**INPUT:**

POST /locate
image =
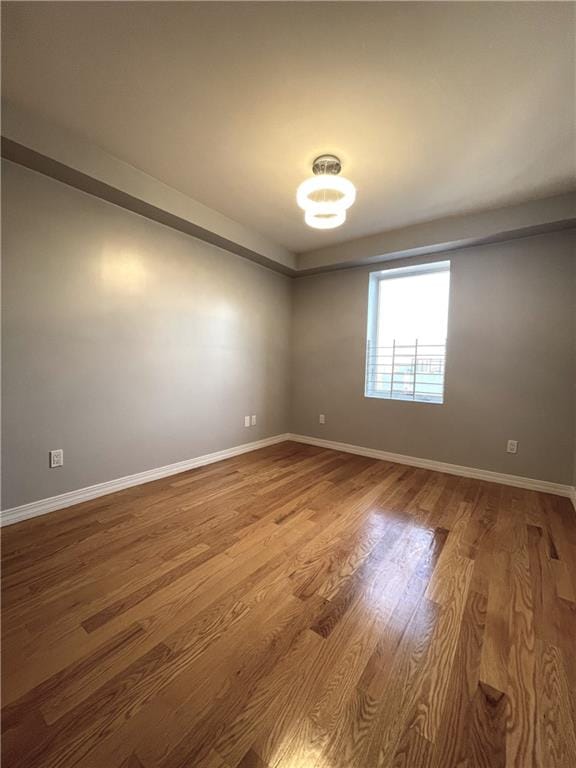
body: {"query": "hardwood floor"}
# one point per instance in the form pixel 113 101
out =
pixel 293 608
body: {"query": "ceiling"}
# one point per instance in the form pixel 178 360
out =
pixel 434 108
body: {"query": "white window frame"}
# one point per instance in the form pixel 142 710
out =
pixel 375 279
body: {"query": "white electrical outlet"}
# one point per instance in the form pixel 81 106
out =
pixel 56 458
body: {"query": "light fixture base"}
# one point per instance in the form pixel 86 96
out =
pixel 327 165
==
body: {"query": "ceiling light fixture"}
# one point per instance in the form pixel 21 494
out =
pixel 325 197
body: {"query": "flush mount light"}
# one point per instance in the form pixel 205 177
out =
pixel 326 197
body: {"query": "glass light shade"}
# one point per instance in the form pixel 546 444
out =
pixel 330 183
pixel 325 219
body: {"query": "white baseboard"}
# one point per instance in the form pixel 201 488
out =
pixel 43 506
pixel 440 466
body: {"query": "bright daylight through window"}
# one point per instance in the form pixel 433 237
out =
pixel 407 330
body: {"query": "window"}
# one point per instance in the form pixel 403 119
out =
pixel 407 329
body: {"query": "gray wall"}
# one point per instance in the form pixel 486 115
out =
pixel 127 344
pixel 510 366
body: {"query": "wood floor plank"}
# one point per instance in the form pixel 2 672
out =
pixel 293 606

**TASK REQUIREMENTS:**
Copy out the records above from the line with "POST /locate" through the line with "pixel 327 165", including both of those lines. Leave the pictures out of your answer.

**SOLUTION BELOW:**
POST /locate
image =
body: {"query": "hardwood floor"}
# one point per instance in the form pixel 113 101
out =
pixel 293 608
body: {"query": "ceiling"}
# one point per instance in the form pixel 178 360
out =
pixel 434 108
body: {"query": "white window frame"}
# one point per instance in the form pixel 142 710
out =
pixel 375 279
body: {"query": "white electrical outlet"}
# one point per instance in the form pixel 81 106
out =
pixel 56 458
body: {"query": "light fixture base"}
# one point per instance in the form pixel 86 96
out =
pixel 327 165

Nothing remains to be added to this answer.